— Start Source records —

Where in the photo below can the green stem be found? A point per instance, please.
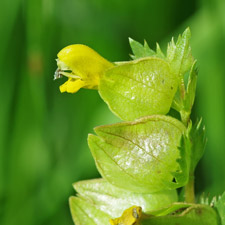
(189, 190)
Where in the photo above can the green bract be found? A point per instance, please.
(113, 200)
(85, 213)
(139, 88)
(142, 162)
(139, 156)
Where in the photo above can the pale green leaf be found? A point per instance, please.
(139, 88)
(139, 50)
(85, 213)
(139, 156)
(113, 200)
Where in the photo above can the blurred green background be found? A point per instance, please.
(43, 147)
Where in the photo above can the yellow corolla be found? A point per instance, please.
(83, 67)
(130, 216)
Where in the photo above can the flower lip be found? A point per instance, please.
(64, 70)
(59, 73)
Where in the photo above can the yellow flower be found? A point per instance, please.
(130, 216)
(83, 67)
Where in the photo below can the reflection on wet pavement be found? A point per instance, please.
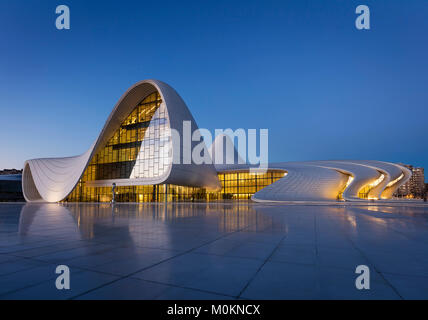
(213, 251)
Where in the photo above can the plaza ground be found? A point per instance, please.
(214, 250)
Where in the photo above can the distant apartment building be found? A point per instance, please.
(415, 187)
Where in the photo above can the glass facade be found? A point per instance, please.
(140, 148)
(242, 184)
(238, 185)
(363, 193)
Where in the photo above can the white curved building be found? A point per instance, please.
(137, 152)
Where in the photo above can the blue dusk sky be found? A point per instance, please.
(301, 69)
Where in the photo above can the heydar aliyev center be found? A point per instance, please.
(134, 153)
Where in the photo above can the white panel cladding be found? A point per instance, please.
(324, 180)
(53, 179)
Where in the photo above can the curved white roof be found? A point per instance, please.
(53, 179)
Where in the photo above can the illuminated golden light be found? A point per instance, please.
(391, 183)
(350, 179)
(364, 191)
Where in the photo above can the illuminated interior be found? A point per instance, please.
(392, 183)
(239, 185)
(363, 193)
(243, 184)
(348, 182)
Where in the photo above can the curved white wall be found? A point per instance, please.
(53, 179)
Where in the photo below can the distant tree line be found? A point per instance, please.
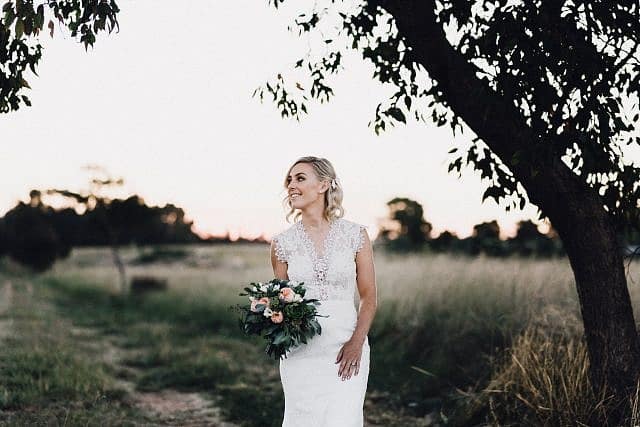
(36, 234)
(408, 231)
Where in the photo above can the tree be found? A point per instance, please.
(486, 238)
(20, 28)
(542, 86)
(98, 203)
(29, 236)
(412, 230)
(530, 241)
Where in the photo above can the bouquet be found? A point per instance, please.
(279, 312)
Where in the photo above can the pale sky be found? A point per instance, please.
(166, 104)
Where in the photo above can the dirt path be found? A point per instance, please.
(168, 407)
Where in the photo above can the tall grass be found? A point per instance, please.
(46, 379)
(479, 339)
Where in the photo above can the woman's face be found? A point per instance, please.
(304, 188)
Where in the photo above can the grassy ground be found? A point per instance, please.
(443, 342)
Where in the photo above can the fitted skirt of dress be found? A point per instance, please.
(315, 396)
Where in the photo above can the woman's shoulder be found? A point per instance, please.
(285, 232)
(351, 224)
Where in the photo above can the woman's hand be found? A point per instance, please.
(349, 358)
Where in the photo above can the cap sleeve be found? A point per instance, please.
(359, 237)
(280, 249)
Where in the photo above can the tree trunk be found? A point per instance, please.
(117, 260)
(574, 208)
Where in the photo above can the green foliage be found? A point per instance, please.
(568, 70)
(20, 27)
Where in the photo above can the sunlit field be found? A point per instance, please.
(456, 340)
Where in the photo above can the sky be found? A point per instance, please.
(167, 104)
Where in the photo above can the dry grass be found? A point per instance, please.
(507, 332)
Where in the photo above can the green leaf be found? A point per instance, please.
(19, 28)
(397, 114)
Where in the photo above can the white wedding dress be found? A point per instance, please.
(315, 396)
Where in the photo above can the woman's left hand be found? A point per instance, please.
(349, 358)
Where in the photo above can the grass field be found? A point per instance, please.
(461, 341)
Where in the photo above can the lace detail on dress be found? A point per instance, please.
(281, 253)
(320, 263)
(330, 275)
(360, 239)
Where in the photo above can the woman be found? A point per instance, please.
(325, 380)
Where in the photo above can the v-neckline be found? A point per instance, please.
(324, 242)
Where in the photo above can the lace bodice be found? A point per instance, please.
(330, 275)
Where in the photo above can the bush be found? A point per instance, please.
(141, 285)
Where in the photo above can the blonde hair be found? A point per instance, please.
(324, 171)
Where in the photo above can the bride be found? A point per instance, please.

— End Source records —

• [Task requirements]
Copy out all of the material exactly as written, without its pictures.

• [Task output]
Where in the photo below can the green stem be found? A point per instance, please.
(189, 190)
Where in the photo above can the green bract be found? A point per instance, please.
(113, 200)
(85, 213)
(139, 88)
(142, 162)
(139, 156)
Where in the photo above can the pale green leaf be found? A point per instance, please.
(139, 88)
(139, 50)
(85, 213)
(139, 156)
(113, 200)
Where in the photo above can the blurred green background be found? A point per instance, please.
(43, 147)
Where in the photo above can the yellow corolla be found? A point per instance, please.
(83, 67)
(130, 216)
Where in the photo above can the flower lip be found? A point per instance, please.
(64, 70)
(59, 73)
Where in the photo above can the yellow flower be found? A point per instance, please.
(130, 216)
(83, 67)
Where in the photo below can the reflection on wet pavement be found? A point per instance, please.
(213, 251)
Where in the photo above can the plaza ground be found? A point per instance, please.
(214, 250)
Where in the photo above can the distant apartment building be found? A point per instance, please.
(415, 187)
Where in the photo above can the glass facade be found? A point per instance, please.
(140, 148)
(242, 184)
(238, 185)
(363, 193)
Where in the photo above can the white curved building be found? A point per instance, please.
(137, 152)
Where in the photo above can the blue dusk sky be found? A point per instance, please.
(301, 69)
Where in the photo above can the heydar aliyev center be found? A point per instance, please.
(134, 153)
Where in the photo above can the white panel cladding be found? A point per instance, please.
(324, 180)
(53, 179)
Where in the photo above can the curved white roof be found? A point per instance, please.
(53, 179)
Where in the photo above can the illuminated golden light be found? A point per instance, please.
(391, 183)
(350, 179)
(364, 191)
Where in the photo above can the illuminated interior be found? A point per instance, please.
(392, 183)
(239, 185)
(363, 193)
(243, 184)
(348, 182)
Where in the photo above can the curved white wall be found? A point per instance, please.
(53, 179)
Where in the photo below can the distant tree line be found? A point per instance, please.
(36, 234)
(408, 231)
Where in the photo above can the tree be found? A point per instance, please.
(486, 238)
(20, 28)
(542, 86)
(98, 203)
(29, 236)
(412, 230)
(530, 241)
Where in the photo above can the bouquet be found? A point per instance, please.
(279, 312)
Where in the photo above can the pale sky be found? A point per instance, please.
(166, 104)
Where in the photo above can the dirt path be found? A point per instance, please.
(168, 407)
Where in the photo above can the tall grass be found? A point per instance, please.
(46, 379)
(479, 339)
Where in the photo above can the woman's face be found? A point per instance, please.
(304, 188)
Where in the photo above can the grassy ground be found? A point per instance, please.
(443, 342)
Where in the photo above can the fitted skirt of dress be found? A point per instance, please.
(315, 396)
Where in the photo above can the woman's shoulder be found? A point per instance, please.
(285, 232)
(351, 224)
Where in the photo above can the woman's hand be found? A point per instance, please.
(349, 358)
Where in the photo above can the cap sleeve be found? A point per instance, please.
(359, 237)
(280, 249)
Where in the photo above can the tree trunk be found? A point per instance, please.
(117, 260)
(574, 208)
Where in the photo above can the green foliage be found? A point per instance, please.
(568, 70)
(20, 27)
Where in the photo above can the sunlit field be found? A point per instance, please.
(456, 340)
Where in the photo above can the sky be found? A point per instance, please.
(167, 104)
Where in the photo above can the dry grass be found? A point per instance, please.
(507, 332)
Where in the photo above can the green leaf be found? A point per instance, please.
(19, 28)
(397, 114)
Where in the photo above can the white wedding dress be found? A point per instance, please.
(315, 396)
Where in the photo above can the woman's left hand be found? A point per instance, please.
(349, 358)
Where in the photo above can the grass field be found? A point per instance, please.
(461, 341)
Where in the photo above can the lace detail on dress be found? A point per instance, please.
(281, 253)
(320, 263)
(330, 275)
(360, 239)
Where in the photo above can the woman be found? A point per instance, please.
(325, 380)
Where in the photo above can the v-neckline be found? A point per instance, please.
(324, 242)
Where in the photo above can the lace bodice be found? A point per instance, please.
(330, 275)
Where in the photo above can the bush be found? A point per instance, please.
(141, 285)
Where in the photo above can the blonde hair be found? A point per instance, please.
(324, 171)
Where in the photo above can the bride be found? A point per instance, please.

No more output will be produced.